- [BUTIR TUGAS]
Berdasarkan teks tentang desentralisasi, jawablah pertanyaan berikut.
1. Apa akibat pertama yang disebut sebagai dasar pelaksanaan desentralisasi di Indonesia?
2. Ditinjau dari sudut penyelenggaraan pemerintahan, beban pekerjaan siapa yang hendak "diringankan" oleh desentralisasi?
3. Menurut Hari Sabarno, tujuan politik memposisikan Pemerintah Daerah sebagai apa?

Desentralisai dimaksudkan untuk memperlancar roda pemerintahan, mengingat
bahwa Indonesia mempunyai wilayah yang terdiri dari beribu-ribu pulau yang besar dan
kecil, serta masyarakat yang pluralistic dari segi agama, budaya dan ras atau suku serta
aspek-aspek lainnya yang berbeda-beda bentuk dan coraknya, sehingga Pemerintah Pusat
tidak mungkin dapat menyelenggarakan pemerintahan dengan baik, apabila segala
sesuatunya diputuskan dan dilaksanakan sendiri. Karena itu, kepada daerah-daerah
diberikan wewenang mengatur dan mengurus rumah tangganya sendiri untuk
meningkatkan hasil guna dan daya guna penyelenggaraan pemerintahan dalam rangka
pelayanan terhadap masyarakat dan pembangunan.
Desentralisasi di Indonesia dilaksanakan sebagai akibat dari: (1) luasnya wilayah
Indonesia; (2) ketidak mampuan pemerintah pusat untuk menyelenggarakan semua
urusan pemerintahan; (3) keadaan Indonesia yang pluralistic; (4) untuk terciptanya daya
guna dan hasil guna pemerintahan dan pembangunan (Koesoemahatmadja, 1979:11).
13
Ditinjau dari sudut penyelenggaraan pemerintahan, desentralisasi antara lain
bertujuan “meringankan” beban pekerjaan Pusat. Dengan desentralisasi tugas dan
pekerjaan dialihkan kepada Daerah. Pusat dengan demikian dapat memusatkan perhatian
pada hal-hal yang bersangkutan dengan kepentingannasional atau negara secara
keseluruhan (Bagir Manan, hal 62-63).
Mendagri Hari Sabarno menyatakan bahwa tujuan utama yang ingin dicapai melalui
kebijaksanaan desentralisasi yaitu: tujuan politik dan tujuan administrative. Tujuan
politik akan memposisikan Pemerintah Daerah sebagai medium pendidikan politik bagi
masyarakat di tingkat lokal dan secara agregat akan berkontribusi pada pendidikan politik
secara nasional untuk mencapai terwujudnya civil society. Sedangkan tujuan
administrative akan memposisikan Pemerintah Daerah sebagai unit pemerintahan di
tingkat lokal yang berfungsi untuk menyediakan pelayanan masyarakat secara efektif,
efisien dan ekonomis (Hari Sabarno, 2002:2).

- [DATA YANG DIBERIKAN]
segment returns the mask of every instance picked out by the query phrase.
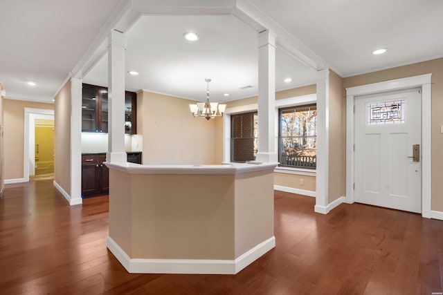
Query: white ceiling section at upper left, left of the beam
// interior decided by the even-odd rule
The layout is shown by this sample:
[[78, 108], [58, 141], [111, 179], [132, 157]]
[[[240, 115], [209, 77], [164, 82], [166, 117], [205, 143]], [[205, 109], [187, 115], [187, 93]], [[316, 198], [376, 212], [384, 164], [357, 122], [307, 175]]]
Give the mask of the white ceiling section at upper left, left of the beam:
[[119, 2], [1, 0], [0, 81], [6, 97], [52, 102]]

- [JAWABAN TERTULIS]
1. Luasnya wilayah Indonesia.
2. Beban pekerjaan Pusat.
3. Sebagai medium pendidikan politik bagi masyarakat di tingkat lokal.